Passage shown:
▼

London Tobacconist c. 1964

The air was redolent of snuff. Surely men didn’t still inhale this vile weed? On two walls, the one facing the customer and the one to his right as he entered the shop, were waist to ceiling-height glass-front cabinets, sporting every brand of cigarette and tobacco in the known world.

You could tell the display cases were old not just from the burnished wood of their frames but from the rippled, almost blue, of their glass windows, shimmering depending on how far you travelled in one movement. The cases, installed in 1878, had once been a deep brown but where handles had been missed and generations of proprietors’ fingers had rubbed their surface, the timber was shiny and chestnut.

Beneath these the tobacconist patrolled, dressed as a pharmacist in a white dust coat over a plain shirt and thin maroon tie that could have been from a cricket club. The man’s hands were soft and gentle but his fingers as dark as the original wood of his cabinets.

On his counter before him was the only sign of modern London in the shop. Wrigley’s spearmint chewing gum. A small cash register was another recent installation. It occupied some of the space formerly occupied by a black and gold Tannock, its keys the size of sixpences.

The distracting modern bits were in turn overwhelmed by the brands in the cases. Capstan and Peter Stuyvesant shouldered their neighbours Gitaines and Old Cossack. The Turkish Abdul shared a border with the Greek Bouzoukia and Craven A was beside Marlboro. Camel and even a few packets of Player’s were other easily recognised stars of the cigarette oeuvre.

To the left of the door was a small round table serviced by two nautical-looking chairs, their seats as shiny as the bottoms of the trousers that would have rubbed them perhaps over the nearly 80 years of the shop’s existence. No one sat there now but I imagined a young Leo McKern in one of them, lighting his pipe filled with Champion Ruby because this was the only place in London you could get it. The yellow packet resting on the table its flap open and several strands of golden tobacco spilling from it. A bleary-eyed Peter Finch was McKern’s companion, chain-smoking readymades, the brand of which changed with the seasons.

Above was a once white ceiling of no particular decoration now turned khaki from the years of rising smoke. A Brunswick-green three-pedestal lighting fixture hung from this and it shone like the cabinets, polished every day by the scrupulous tobacconist atop a step-ladder.  

Behind the table for two were similarly dust-free frames of Players’ collectible cards, geometrically perfect attached to the green felt of the catalogue’s back. Most of the cards’ depictions were dressed in white but some wore bright blazers of a base colour and garish, thin, contrasting stripe. Closer inspection revealed they were cricketers. There was Hobbs, Tate, Rhodes, Larwood but no Dr Grace for these cards were from the early thirties. One Australian had insinuated his way into the pantheon and even then they knew how good he was. Bradman was to become synonymous with cricket for a century of enthusiasts no matter what nation they supported. 

Prince of Wales 1905

As I left I noticed the precise printing on the entry’s glass: WIGMORES, and in smaller writing, Tobacconist to the Prince of Wales. The famous one. He had been a Borkum Riff man. The door closed behind me and I was back in a jumble market to my left. A record player was loudly advertising Brian Poole and the Tremeloes. The new world.

▲

Referring expression pointing data:
▼

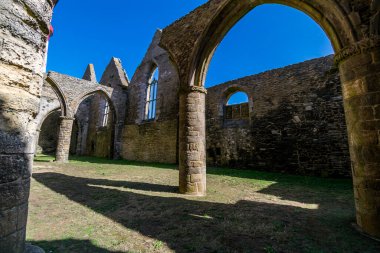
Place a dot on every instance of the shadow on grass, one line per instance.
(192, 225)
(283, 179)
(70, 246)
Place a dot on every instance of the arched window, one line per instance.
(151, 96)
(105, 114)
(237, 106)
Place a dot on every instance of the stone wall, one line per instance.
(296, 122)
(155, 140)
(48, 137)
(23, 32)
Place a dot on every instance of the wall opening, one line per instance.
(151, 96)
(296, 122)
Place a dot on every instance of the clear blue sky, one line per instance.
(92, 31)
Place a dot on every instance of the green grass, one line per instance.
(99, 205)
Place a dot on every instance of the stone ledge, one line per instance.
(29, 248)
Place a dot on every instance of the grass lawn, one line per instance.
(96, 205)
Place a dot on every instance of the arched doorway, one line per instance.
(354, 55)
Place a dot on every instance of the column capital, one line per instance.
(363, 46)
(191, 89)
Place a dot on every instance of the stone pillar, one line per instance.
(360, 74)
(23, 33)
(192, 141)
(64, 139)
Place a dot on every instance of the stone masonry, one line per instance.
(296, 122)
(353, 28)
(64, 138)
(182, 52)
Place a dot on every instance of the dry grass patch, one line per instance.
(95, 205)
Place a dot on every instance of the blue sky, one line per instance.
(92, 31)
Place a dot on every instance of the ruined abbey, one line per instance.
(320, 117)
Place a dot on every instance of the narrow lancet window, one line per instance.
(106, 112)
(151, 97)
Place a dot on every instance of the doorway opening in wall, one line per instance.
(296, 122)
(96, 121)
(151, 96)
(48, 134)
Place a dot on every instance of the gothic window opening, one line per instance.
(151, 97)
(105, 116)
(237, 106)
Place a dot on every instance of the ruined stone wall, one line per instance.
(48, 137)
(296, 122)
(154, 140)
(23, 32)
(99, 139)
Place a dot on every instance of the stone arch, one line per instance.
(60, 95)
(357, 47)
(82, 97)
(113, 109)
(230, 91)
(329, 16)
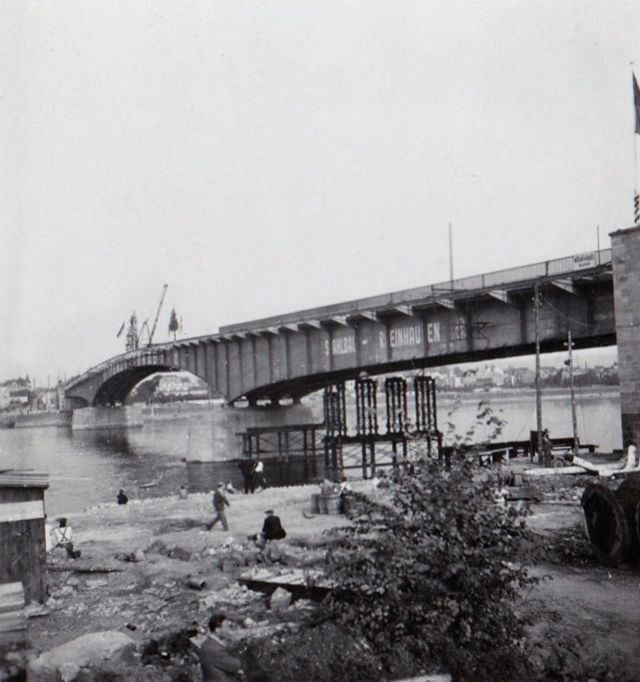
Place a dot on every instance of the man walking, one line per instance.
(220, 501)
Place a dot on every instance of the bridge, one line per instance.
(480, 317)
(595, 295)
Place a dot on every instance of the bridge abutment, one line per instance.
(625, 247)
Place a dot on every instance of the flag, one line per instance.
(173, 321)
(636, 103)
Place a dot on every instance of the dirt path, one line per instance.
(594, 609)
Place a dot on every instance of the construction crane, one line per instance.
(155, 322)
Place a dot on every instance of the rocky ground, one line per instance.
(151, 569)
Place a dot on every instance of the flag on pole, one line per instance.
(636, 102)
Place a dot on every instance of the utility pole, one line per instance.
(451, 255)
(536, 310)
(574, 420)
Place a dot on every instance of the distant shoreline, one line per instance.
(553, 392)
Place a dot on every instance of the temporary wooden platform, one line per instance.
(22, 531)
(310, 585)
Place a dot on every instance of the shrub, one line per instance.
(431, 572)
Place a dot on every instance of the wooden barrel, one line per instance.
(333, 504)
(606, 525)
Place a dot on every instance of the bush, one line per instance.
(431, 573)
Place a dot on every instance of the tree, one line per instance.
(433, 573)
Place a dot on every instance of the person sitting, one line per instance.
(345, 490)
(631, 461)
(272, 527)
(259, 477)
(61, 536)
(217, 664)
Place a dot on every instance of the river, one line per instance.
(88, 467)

▲

Task list:
a) Edit the tobacconist passage: write out the words from "Beneath these the" up to and including "of his cabinets.", changing "maroon" to "navy".
b) Answer these questions from the passage about the London tobacconist.
(i) In what year were the display cases installed?
(ii) What pipe tobacco does the imagined Leo McKern smoke?
(iii) Which act was the record player outside advertising?

Solutions to the tasks:
a)
Beneath these the tobacconist patrolled, dressed as a pharmacist in a white dust coat over a plain shirt and thin navy tie that could have been from a cricket club. The man’s hands were soft and gentle but his fingers as dark as the original wood of his cabinets.

b)
(i) 1878
(ii) Champion Ruby
(iii) Brian Poole and the Tremeloes